▶ **Your goal**
Would you transcribe each entry exactly as it stands, omitting the pictures?

(Point-per-instance localization data)
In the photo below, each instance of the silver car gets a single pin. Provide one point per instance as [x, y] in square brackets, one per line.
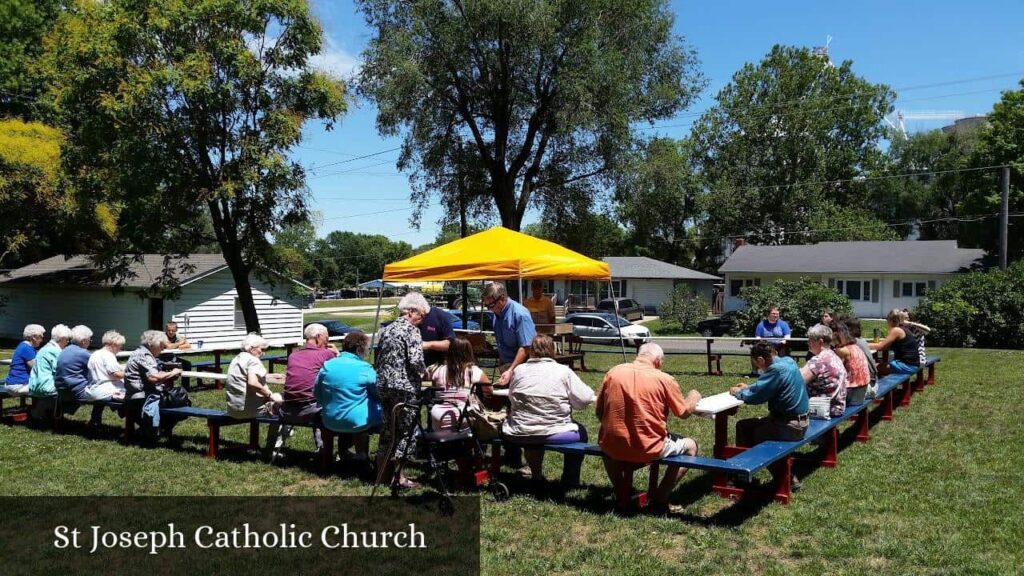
[599, 328]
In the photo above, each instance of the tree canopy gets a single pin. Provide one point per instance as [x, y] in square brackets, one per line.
[32, 196]
[537, 94]
[784, 136]
[179, 114]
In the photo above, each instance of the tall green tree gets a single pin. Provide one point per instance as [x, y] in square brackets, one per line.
[778, 131]
[342, 259]
[658, 200]
[1003, 144]
[544, 92]
[24, 24]
[33, 199]
[177, 111]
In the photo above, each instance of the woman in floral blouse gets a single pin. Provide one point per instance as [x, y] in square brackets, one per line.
[824, 373]
[399, 371]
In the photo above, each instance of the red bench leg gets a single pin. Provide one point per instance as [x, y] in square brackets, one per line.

▶ **Output for this task**
In the photo below, each instance of the silver car gets a single pin. Provide one point per instance as [x, y] in square brackets, one per line.
[599, 328]
In the photo above, each instance of the tree canopy gets a single pin. Provide one point per instance as [x, y] in square brackets, one per line.
[32, 196]
[537, 94]
[784, 136]
[179, 114]
In the photo above, each instance of the tall green tree gets a single pin. Provide one point per instance as [x, y] in square brackets, one per line.
[778, 131]
[342, 259]
[658, 200]
[1003, 144]
[544, 92]
[24, 24]
[33, 199]
[177, 111]
In the photo above, each instance of the woman in floral blouse gets a single pin. Provide one point per instance as [x, y] in square brackets, one per line.
[824, 373]
[399, 371]
In the photo above, each instance of the red bench leg gets a single pin. Provide one point per instance as [x, y] in square brackets, one per line.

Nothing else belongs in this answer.